Rewrite the lines from the one containing "Game engine object recognition — detect backpack" through the one containing "283, 140, 294, 171", inclusive, replacing each "captured frame" with "live frame" and leaving everything else unchanged.

════════

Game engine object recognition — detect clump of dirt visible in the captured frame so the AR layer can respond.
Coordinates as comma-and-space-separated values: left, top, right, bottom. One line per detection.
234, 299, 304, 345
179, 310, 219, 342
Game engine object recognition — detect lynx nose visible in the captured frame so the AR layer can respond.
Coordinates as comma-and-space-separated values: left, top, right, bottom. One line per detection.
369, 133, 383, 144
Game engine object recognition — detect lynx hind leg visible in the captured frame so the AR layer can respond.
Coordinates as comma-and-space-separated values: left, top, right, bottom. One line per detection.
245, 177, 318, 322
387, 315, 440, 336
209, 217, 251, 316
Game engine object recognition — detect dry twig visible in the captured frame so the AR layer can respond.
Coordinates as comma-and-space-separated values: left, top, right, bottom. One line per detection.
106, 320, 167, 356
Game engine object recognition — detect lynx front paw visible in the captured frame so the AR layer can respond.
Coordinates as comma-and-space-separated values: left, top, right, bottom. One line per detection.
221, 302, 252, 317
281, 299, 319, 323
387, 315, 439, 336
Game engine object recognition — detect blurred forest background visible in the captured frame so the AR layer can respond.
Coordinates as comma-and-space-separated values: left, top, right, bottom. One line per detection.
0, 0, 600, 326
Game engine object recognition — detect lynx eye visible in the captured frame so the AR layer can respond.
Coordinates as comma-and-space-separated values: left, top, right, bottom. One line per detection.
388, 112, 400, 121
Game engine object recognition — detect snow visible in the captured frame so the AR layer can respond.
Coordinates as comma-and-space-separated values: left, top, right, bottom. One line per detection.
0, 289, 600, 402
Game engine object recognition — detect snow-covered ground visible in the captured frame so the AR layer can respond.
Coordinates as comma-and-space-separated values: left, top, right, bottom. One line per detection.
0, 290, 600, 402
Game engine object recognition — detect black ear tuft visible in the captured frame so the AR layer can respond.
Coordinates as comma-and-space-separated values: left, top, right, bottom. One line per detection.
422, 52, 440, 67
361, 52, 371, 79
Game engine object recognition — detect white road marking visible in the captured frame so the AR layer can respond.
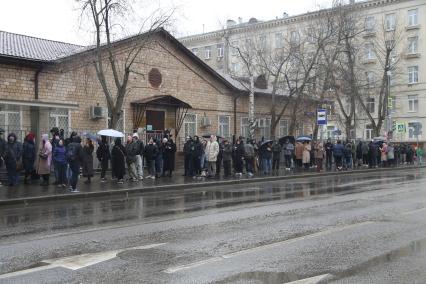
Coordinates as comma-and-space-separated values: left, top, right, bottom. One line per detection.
163, 221, 375, 274
287, 274, 333, 284
0, 243, 166, 279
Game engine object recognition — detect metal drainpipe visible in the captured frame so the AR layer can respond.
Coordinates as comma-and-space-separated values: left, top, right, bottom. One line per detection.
34, 67, 43, 100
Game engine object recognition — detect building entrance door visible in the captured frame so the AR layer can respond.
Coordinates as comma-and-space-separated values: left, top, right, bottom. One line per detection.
146, 110, 166, 131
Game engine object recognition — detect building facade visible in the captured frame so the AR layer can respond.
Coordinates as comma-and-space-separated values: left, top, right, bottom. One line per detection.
0, 29, 310, 149
180, 0, 426, 142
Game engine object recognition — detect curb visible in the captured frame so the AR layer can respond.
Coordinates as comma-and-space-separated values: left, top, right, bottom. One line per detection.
0, 165, 426, 206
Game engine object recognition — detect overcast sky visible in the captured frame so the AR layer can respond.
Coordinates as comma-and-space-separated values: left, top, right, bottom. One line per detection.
0, 0, 331, 45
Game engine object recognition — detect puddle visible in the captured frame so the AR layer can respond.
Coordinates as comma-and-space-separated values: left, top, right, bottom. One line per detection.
213, 271, 301, 284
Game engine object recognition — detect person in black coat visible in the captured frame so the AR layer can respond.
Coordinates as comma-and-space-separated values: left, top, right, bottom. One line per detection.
96, 136, 111, 182
22, 133, 37, 184
111, 138, 126, 184
4, 133, 22, 186
163, 138, 176, 177
144, 137, 158, 179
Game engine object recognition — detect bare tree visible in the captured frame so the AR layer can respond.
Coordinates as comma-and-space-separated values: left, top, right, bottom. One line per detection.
76, 0, 173, 128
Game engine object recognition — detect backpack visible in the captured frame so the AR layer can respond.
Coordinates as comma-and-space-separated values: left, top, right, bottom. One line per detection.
66, 143, 78, 162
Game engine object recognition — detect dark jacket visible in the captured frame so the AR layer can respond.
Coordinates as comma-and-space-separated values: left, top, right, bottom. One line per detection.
81, 145, 95, 177
333, 143, 345, 157
22, 141, 37, 172
144, 143, 158, 161
163, 139, 176, 171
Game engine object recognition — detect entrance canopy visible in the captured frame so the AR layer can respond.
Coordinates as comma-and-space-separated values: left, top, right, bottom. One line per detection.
131, 95, 192, 136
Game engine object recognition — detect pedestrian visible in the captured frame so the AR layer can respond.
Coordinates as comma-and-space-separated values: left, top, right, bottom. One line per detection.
52, 139, 67, 188
333, 140, 345, 171
343, 141, 352, 170
294, 142, 304, 169
133, 132, 144, 180
144, 137, 158, 179
126, 136, 139, 182
387, 143, 395, 167
204, 135, 219, 178
272, 140, 281, 174
66, 135, 83, 193
233, 138, 245, 177
302, 141, 312, 171
163, 138, 176, 177
183, 136, 193, 177
111, 138, 126, 184
325, 138, 333, 170
223, 139, 232, 177
4, 133, 22, 186
37, 134, 52, 186
81, 138, 95, 184
96, 136, 111, 182
154, 137, 167, 178
416, 145, 423, 166
315, 143, 325, 172
22, 133, 37, 184
260, 142, 272, 175
245, 137, 255, 177
380, 142, 388, 167
283, 140, 294, 171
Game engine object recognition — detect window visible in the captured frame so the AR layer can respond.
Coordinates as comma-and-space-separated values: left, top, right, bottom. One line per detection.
259, 35, 267, 51
204, 46, 212, 59
217, 44, 223, 58
275, 33, 284, 48
290, 31, 300, 44
385, 14, 396, 31
408, 9, 419, 27
0, 106, 21, 138
241, 117, 250, 137
364, 125, 373, 140
365, 98, 376, 113
408, 36, 419, 54
408, 66, 419, 84
408, 122, 422, 139
49, 109, 69, 134
365, 43, 376, 60
231, 40, 238, 56
364, 16, 376, 33
192, 48, 198, 56
278, 120, 288, 137
183, 113, 197, 137
366, 71, 376, 88
218, 115, 230, 139
408, 95, 419, 112
258, 118, 271, 139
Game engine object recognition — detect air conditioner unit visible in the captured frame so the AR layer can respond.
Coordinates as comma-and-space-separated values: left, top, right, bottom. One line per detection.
89, 106, 105, 119
201, 117, 211, 127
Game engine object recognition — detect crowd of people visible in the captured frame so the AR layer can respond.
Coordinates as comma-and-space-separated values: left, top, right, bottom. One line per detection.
0, 128, 423, 192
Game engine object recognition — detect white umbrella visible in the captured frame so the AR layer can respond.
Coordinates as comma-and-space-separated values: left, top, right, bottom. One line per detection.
98, 129, 124, 138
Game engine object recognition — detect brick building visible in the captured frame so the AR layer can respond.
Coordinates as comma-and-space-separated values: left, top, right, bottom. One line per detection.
0, 29, 312, 149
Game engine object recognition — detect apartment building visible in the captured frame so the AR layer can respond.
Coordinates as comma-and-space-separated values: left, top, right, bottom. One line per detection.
180, 0, 426, 142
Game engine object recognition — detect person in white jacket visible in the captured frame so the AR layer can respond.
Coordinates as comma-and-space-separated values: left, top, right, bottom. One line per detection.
205, 135, 219, 177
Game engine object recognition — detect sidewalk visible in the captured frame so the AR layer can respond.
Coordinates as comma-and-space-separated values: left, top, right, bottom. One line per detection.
0, 166, 426, 206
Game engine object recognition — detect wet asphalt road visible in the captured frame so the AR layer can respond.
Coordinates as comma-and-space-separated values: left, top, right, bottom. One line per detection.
0, 169, 426, 283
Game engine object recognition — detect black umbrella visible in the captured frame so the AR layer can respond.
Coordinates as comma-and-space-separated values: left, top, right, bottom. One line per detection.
278, 135, 296, 144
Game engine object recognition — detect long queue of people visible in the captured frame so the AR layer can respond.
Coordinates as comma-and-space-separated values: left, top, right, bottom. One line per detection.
0, 128, 176, 192
0, 128, 423, 192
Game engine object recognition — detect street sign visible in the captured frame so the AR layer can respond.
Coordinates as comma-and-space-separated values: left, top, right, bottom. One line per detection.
317, 108, 327, 125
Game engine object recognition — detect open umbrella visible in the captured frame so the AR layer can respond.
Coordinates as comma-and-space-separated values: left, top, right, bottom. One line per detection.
296, 136, 312, 141
98, 129, 124, 138
278, 135, 296, 145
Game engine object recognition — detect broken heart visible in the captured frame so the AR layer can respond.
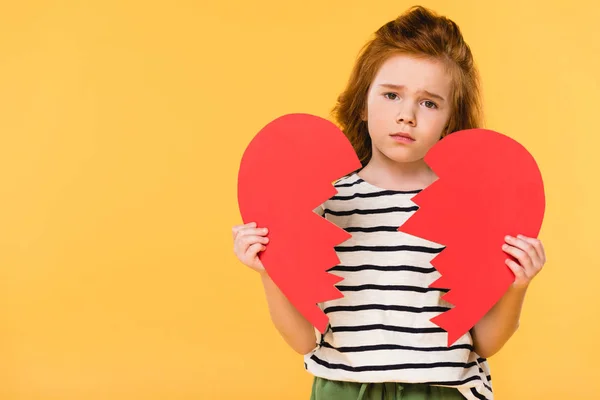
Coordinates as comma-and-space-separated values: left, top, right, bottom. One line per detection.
238, 114, 545, 345
399, 129, 545, 345
238, 114, 361, 333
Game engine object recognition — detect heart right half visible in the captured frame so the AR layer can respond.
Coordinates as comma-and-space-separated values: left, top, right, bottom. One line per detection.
398, 129, 546, 346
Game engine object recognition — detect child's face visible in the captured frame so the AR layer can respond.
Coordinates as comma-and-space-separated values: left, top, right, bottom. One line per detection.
366, 55, 452, 162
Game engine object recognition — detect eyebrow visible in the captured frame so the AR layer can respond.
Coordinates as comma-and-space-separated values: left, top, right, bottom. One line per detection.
379, 83, 446, 101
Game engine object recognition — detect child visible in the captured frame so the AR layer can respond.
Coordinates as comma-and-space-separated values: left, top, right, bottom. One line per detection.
233, 7, 545, 400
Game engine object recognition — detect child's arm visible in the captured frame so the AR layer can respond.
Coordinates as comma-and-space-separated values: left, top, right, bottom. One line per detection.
471, 235, 546, 358
260, 271, 317, 355
471, 287, 527, 358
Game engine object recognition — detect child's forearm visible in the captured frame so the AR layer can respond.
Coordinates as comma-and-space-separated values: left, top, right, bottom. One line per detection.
471, 287, 527, 358
261, 272, 317, 354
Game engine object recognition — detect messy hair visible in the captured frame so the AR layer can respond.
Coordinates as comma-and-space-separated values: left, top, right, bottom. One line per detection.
331, 6, 483, 167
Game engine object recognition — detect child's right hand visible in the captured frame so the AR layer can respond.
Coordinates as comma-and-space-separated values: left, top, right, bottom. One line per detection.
232, 222, 269, 273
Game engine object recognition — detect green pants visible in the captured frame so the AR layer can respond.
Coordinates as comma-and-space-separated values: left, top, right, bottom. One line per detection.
310, 377, 464, 400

════════

= Result for this task =
Game engine object recognition — detect backpack visible in the live frame so the AR layer can respond.
Coordinates as comma-and-space-separated values: left, top, right, bottom. One line per detection.
66, 143, 78, 162
Game engine object recognition — detect dark jacket visible in the live frame so the AR layer can respond.
Coordinates as comma-and-space-separated values: left, top, right, bottom. One line per detection.
81, 145, 95, 177
333, 143, 345, 157
22, 141, 37, 172
144, 143, 158, 161
163, 139, 176, 171
Game engine object recognition — detect entrance canopy visible in the live frame so the AR layer can respond.
Coordinates as comma-and-space-separated values: left, top, right, bottom. One line per detection.
131, 95, 192, 136
Game engine object recognition — detect pedestrian visible in the live frame so the AR layer can respond.
Coordinates as comma-and-space-separated values: left, top, right, bottom. One line per detection.
52, 139, 67, 188
333, 140, 345, 171
343, 141, 352, 170
294, 142, 304, 169
133, 132, 144, 180
144, 137, 158, 179
126, 136, 139, 182
387, 143, 395, 167
204, 135, 219, 178
272, 140, 281, 174
66, 135, 83, 193
233, 138, 245, 177
302, 141, 312, 171
163, 138, 176, 177
183, 136, 193, 177
111, 138, 126, 184
325, 138, 333, 170
223, 139, 232, 177
4, 133, 22, 186
37, 134, 52, 186
81, 138, 95, 184
96, 136, 111, 182
154, 137, 167, 178
416, 145, 423, 166
315, 143, 325, 172
22, 133, 37, 184
260, 142, 272, 175
245, 137, 255, 177
380, 142, 388, 167
283, 140, 294, 171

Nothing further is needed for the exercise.